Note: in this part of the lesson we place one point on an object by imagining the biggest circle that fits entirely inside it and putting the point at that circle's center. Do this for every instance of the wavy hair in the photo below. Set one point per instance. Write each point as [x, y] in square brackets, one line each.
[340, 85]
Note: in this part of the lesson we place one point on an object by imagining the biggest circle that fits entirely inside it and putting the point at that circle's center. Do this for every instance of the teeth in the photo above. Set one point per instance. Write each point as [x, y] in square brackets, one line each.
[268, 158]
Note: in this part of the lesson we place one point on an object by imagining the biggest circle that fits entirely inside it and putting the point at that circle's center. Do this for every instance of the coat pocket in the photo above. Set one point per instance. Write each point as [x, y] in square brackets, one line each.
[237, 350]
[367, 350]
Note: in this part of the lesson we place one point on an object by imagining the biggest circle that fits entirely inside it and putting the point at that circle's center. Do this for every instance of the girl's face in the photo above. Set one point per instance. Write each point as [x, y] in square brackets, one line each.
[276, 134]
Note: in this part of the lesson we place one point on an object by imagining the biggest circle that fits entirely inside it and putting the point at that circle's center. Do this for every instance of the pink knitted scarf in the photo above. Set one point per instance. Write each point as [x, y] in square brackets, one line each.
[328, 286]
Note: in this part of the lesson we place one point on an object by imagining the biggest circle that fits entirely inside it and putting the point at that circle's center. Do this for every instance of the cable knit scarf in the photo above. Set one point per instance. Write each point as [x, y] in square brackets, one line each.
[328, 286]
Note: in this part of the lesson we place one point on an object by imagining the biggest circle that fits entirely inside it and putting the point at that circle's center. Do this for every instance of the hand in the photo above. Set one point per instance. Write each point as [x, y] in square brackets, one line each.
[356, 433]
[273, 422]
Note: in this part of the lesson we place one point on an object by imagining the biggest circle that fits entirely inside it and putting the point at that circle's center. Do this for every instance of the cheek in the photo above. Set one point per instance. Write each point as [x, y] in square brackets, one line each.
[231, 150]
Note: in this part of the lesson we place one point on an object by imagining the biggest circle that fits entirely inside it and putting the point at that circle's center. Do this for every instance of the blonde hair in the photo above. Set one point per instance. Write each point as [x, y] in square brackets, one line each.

----

_TRY IT_
Could you quote, exactly as they appear, the line containing "of the hand" and every line after it to the end of the records above?

_WRITTEN SOLUTION_
Note: in this part of the lesson we place one point on an object by imagining the biggest circle that fits entirely inside it and putting the point at that circle's center. Do this for every instance of the hand in the photo above. Set one point per instance. Write each point as [x, y] in square brackets, one line each.
[356, 433]
[273, 422]
Note: in this part of the lesson we place one point on an object by imagining the biggest circle that fits entirely inside it and putting the point at that circle's center. Do this for every instance of the cheek in the photo above. Set one point per instance. Write each point as [x, y] in square brackets, one line each.
[231, 150]
Note: in this part of the lesson we place one point on an object by imagining the biggest circle that fits entirely inside it and putting the point at that circle's center. Do this for every instance of the blonde hair in the photo above. Set one point per instance. Write each point as [x, y] in square brackets, one line each.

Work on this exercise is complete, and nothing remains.